Point annotation records:
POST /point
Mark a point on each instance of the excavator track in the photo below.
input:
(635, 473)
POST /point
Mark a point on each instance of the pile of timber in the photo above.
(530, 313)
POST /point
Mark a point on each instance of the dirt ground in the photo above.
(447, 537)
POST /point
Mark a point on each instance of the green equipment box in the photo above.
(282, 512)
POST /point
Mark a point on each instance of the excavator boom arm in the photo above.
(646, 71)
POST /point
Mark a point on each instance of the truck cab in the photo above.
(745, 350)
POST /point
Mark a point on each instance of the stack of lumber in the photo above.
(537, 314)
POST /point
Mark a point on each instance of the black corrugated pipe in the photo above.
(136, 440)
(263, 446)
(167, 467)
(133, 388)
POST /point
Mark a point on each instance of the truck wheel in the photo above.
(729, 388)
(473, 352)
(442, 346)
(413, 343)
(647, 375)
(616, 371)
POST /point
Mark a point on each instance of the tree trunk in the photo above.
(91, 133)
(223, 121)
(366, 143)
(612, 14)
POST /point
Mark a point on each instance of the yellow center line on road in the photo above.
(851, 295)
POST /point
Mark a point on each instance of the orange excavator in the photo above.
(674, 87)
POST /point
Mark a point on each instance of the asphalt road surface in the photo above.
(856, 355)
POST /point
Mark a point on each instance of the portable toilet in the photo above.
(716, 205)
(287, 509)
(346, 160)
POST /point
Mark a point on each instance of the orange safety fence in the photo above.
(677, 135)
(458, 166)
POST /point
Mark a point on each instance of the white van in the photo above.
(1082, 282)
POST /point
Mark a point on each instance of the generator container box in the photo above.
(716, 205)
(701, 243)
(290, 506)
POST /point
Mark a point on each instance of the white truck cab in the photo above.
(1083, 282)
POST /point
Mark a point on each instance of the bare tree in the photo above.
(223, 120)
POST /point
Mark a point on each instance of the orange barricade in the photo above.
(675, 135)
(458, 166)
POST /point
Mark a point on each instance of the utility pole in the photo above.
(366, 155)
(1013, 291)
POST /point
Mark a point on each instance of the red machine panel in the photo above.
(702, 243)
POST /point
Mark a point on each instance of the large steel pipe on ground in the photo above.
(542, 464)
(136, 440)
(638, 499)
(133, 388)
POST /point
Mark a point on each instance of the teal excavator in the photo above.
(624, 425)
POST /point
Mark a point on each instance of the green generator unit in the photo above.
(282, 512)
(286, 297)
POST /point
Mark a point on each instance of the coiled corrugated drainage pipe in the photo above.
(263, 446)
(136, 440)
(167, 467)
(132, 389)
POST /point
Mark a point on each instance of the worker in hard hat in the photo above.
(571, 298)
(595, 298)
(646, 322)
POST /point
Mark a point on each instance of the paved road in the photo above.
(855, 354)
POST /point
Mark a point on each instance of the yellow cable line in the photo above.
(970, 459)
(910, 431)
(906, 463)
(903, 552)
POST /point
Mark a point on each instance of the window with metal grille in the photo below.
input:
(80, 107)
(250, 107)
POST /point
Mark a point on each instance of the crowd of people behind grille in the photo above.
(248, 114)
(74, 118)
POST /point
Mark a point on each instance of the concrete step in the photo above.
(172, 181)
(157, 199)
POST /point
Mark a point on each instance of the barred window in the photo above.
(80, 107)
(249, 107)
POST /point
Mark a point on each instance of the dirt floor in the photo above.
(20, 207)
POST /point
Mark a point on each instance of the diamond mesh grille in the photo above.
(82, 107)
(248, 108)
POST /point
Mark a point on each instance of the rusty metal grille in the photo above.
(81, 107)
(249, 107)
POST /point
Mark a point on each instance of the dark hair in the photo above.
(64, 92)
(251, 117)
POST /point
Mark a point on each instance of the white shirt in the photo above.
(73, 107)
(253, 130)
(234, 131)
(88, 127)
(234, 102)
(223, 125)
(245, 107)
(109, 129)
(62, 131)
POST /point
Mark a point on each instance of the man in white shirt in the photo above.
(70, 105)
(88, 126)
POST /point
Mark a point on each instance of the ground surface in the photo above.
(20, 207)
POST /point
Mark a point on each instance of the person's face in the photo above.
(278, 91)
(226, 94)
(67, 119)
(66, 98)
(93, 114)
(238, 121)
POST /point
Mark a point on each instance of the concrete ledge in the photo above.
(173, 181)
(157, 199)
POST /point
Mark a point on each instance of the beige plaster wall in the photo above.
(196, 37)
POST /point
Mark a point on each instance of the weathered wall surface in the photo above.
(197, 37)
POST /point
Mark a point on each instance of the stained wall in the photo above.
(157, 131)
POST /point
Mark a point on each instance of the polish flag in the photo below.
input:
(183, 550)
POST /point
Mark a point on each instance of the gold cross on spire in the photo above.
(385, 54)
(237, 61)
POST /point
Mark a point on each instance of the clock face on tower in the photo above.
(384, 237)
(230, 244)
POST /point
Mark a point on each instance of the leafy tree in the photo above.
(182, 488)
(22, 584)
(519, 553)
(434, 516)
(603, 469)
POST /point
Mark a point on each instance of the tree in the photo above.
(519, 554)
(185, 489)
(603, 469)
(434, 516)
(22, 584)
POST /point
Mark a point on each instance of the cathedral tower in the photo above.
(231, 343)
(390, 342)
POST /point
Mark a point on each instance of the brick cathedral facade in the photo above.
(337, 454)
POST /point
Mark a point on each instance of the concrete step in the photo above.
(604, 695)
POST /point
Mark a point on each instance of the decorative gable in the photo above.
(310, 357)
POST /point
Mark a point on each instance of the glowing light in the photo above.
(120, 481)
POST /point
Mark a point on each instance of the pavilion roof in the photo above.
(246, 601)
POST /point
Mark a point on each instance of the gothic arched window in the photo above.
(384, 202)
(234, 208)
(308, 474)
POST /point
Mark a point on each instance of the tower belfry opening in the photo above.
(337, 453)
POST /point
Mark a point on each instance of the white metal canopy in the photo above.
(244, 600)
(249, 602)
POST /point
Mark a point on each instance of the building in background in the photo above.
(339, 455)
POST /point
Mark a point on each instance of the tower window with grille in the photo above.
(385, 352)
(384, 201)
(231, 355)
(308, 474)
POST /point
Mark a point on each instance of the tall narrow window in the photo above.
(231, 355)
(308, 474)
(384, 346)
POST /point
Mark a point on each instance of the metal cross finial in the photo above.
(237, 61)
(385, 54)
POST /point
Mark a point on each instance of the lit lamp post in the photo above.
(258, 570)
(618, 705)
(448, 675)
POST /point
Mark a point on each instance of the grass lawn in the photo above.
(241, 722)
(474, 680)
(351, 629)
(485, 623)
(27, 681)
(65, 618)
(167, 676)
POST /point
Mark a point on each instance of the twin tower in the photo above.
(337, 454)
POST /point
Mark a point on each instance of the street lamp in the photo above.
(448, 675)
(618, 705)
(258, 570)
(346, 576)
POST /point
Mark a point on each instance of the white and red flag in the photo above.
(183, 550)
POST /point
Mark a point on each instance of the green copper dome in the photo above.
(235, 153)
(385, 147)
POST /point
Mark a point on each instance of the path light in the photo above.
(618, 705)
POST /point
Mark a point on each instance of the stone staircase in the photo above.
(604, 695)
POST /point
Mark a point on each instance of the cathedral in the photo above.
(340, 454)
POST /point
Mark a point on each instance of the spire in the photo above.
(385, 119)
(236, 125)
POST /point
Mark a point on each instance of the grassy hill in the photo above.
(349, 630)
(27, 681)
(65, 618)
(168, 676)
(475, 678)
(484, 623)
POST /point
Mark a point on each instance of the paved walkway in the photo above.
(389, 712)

— What is asked —
Rewrite all of the material above, changing "each instance" to "every instance" in every place it occurs and leaving everything else as it stands.

— Response —
POST /point
Mark a point on every instance of the excavator track in the photo below.
input:
(635, 473)
POST /point
Mark a point on every instance of the pile of timber in the photo above.
(530, 313)
POST /point
Mark a point on every instance of the dirt ground in the photo above.
(447, 537)
POST /point
Mark a point on every instance of the green equipment box in the photo above.
(282, 512)
POST /point
Mark a point on every instance of the excavator boom arm in the photo above.
(646, 71)
POST /point
Mark a point on every instance of the truck cab in the photo above.
(745, 350)
POST /point
Mark a point on every instance of the stack of lumber in the photo above.
(537, 314)
POST /point
Mark a point on every instance of the black corrugated pipe in the photo above.
(136, 440)
(263, 446)
(167, 467)
(133, 388)
POST /point
Mark a point on every instance of the truck wheel in the photo above.
(729, 388)
(473, 352)
(442, 346)
(413, 343)
(647, 375)
(616, 371)
POST /point
Mark a point on every instance of the tree trunk in the photo above.
(91, 133)
(223, 121)
(366, 143)
(612, 14)
POST /point
Mark a point on every instance of the yellow center line on road in the photo above.
(851, 295)
POST /point
Mark a point on every instance of the orange excavator in the photo above.
(674, 87)
POST /point
Mark a point on every instance of the asphalt road surface in the photo above.
(856, 355)
POST /point
Mark a point on every instance of the portable toilet in the photo above.
(716, 205)
(287, 509)
(346, 160)
POST /point
Mark a point on every instance of the orange safety fence in the photo above.
(677, 135)
(458, 166)
POST /point
Mark a point on every instance of the white van in the photo above.
(1082, 282)
POST /point
Mark a point on every instance of the generator container box in the photo above.
(716, 205)
(701, 243)
(290, 506)
POST /point
Mark a point on every instance of the white truck cab in the photo above.
(1083, 282)
POST /point
Mark a point on every instance of the bare tree in the photo above.
(223, 120)
POST /point
Mark a point on every instance of the orange barricade in the photo above.
(675, 135)
(458, 166)
POST /point
Mark a point on every instance of the utility pole in the photo above.
(366, 155)
(1013, 291)
POST /point
Mark a point on every instance of the red machine panel in the photo above.
(702, 243)
POST /point
Mark a point on every instance of the large steel pipe on ground in the photo above.
(542, 464)
(136, 440)
(638, 499)
(133, 388)
POST /point
Mark a point on every instance of the teal excavator in the photo above.
(624, 425)
POST /point
Mark a point on every instance of the green generator unit in the photo above.
(282, 512)
(286, 297)
POST /point
Mark a point on every instance of the coiled corrugated drainage pipe in the photo above.
(263, 446)
(136, 440)
(167, 467)
(132, 389)
POST /point
Mark a point on every instance of the worker in hard hat in the photo above.
(571, 298)
(595, 298)
(646, 322)
POST /point
Mark a point on every instance of the paved road in the photo above.
(855, 354)
POST /point
Mark a point on every instance of the yellow cable line in the photo above.
(970, 459)
(910, 431)
(906, 463)
(903, 552)
POST /point
Mark a point on every instance of the window with metal grille in the photo below.
input:
(80, 107)
(250, 107)
POST /point
Mark a point on every instance of the crowd of people behind grille in the photo above.
(248, 114)
(74, 118)
POST /point
Mark a point on every instance of the concrete step in the photo above.
(172, 181)
(157, 199)
POST /point
Mark a point on every instance of the barred window in the photo above.
(80, 107)
(249, 107)
POST /point
Mark a point on every instance of the dirt floor in the photo above.
(20, 207)
POST /point
Mark a point on every instance of the diamond mesh grille in the photo above.
(82, 107)
(248, 108)
POST /point
Mark a point on every instance of the rusty metal grille in the photo above.
(81, 107)
(249, 107)
POST /point
Mark a point on every instance of the dark hair in the photo above.
(64, 92)
(251, 117)
POST /point
Mark a point on every instance of the white shirt in the photo above.
(73, 107)
(253, 130)
(234, 131)
(88, 127)
(234, 102)
(223, 125)
(245, 107)
(109, 129)
(62, 131)
POST /point
Mark a point on every instance of the man in white shirt in the photo above.
(70, 105)
(88, 126)
POST /point
Mark a point on every instance of the ground surface in the photo above.
(20, 207)
POST /point
Mark a point on every instance of the person's face in the photo above.
(278, 91)
(226, 94)
(67, 119)
(66, 98)
(93, 114)
(238, 121)
POST /point
Mark a point on every instance of the concrete ledge in the photo above.
(173, 181)
(157, 199)
POST /point
Mark a point on every instance of the beige plaster wall in the photo above.
(196, 37)
POST /point
Mark a point on every instance of the weathered wall surface in the photo above.
(197, 37)
POST /point
Mark a point on every instance of the stained wall in the photo above.
(157, 131)
POST /point
Mark a point on every instance of the polish flag in the photo below.
input:
(183, 550)
POST /point
Mark a point on every instance of the gold cross on spire in the photo above.
(385, 54)
(237, 61)
POST /point
Mark a point on every instance of the clock face on tower in the photo above.
(384, 237)
(230, 244)
POST /point
Mark a point on every instance of the leafy tree in the photo above.
(182, 488)
(22, 584)
(519, 553)
(434, 516)
(603, 469)
POST /point
Mark a point on every instance of the tree in the photo above.
(519, 554)
(185, 489)
(603, 469)
(434, 516)
(22, 584)
POST /point
Mark a point on every instance of the cathedral tower in the photo above.
(231, 343)
(390, 342)
POST /point
Mark a point on every instance of the brick cathedral facade in the photo above.
(337, 454)
POST /point
Mark a point on every instance of the concrete step in the photo above.
(604, 695)
POST /point
Mark a point on every instance of the decorative gable in the photo above.
(310, 357)
POST /point
Mark a point on every instance of the glowing light in the photo above.
(120, 481)
POST /point
Mark a point on every instance of the pavilion roof in the photo above.
(246, 601)
POST /point
Mark a point on every instance of the gothic arched window in the photo above.
(384, 202)
(234, 208)
(308, 474)
POST /point
Mark a point on every instance of the tower belfry opening in the photo above.
(337, 453)
POST /point
Mark a point on every instance of the white metal canopy in the photo above.
(244, 600)
(249, 602)
POST /point
Mark a point on every instance of the building in background in the photo above.
(339, 455)
POST /point
Mark a point on every instance of the tower window with grille in the photo above.
(385, 352)
(384, 201)
(231, 355)
(308, 474)
POST /point
Mark a point on every instance of the tall narrow window in the photo above.
(231, 355)
(308, 474)
(384, 346)
POST /point
Mark a point on every instance of the metal cross finial in the photo above.
(237, 61)
(385, 54)
POST /point
Mark a point on every instance of the lit lamp post in the photo above.
(258, 570)
(618, 705)
(448, 675)
POST /point
Mark a point on every instance of the grass lawn in the photo above.
(241, 722)
(474, 680)
(351, 629)
(485, 623)
(27, 681)
(65, 618)
(167, 676)
POST /point
Mark a point on every instance of the twin tower in the photo above.
(337, 454)
POST /point
Mark a point on every instance of the street lamp in the photo above.
(448, 675)
(618, 705)
(258, 570)
(346, 576)
POST /point
Mark a point on every instance of the white and red flag in the photo above.
(183, 550)
POST /point
Mark a point on every instance of the green copper dome in the photo above.
(235, 153)
(385, 147)
POST /point
Mark a point on every instance of the path light in the photo above.
(618, 705)
POST /point
Mark a point on every instance of the stone staircase in the photo above.
(604, 695)
POST /point
Mark a point on every instance of the cathedral in the photo above.
(340, 454)
POST /point
Mark a point on every instance of the spire in the photo above.
(385, 119)
(236, 125)
POST /point
Mark a point on every instance of the grassy hill in the photo above.
(349, 630)
(27, 681)
(65, 618)
(168, 676)
(475, 678)
(484, 623)
POST /point
Mark a point on every instance of the paved walkway in the photo above.
(389, 712)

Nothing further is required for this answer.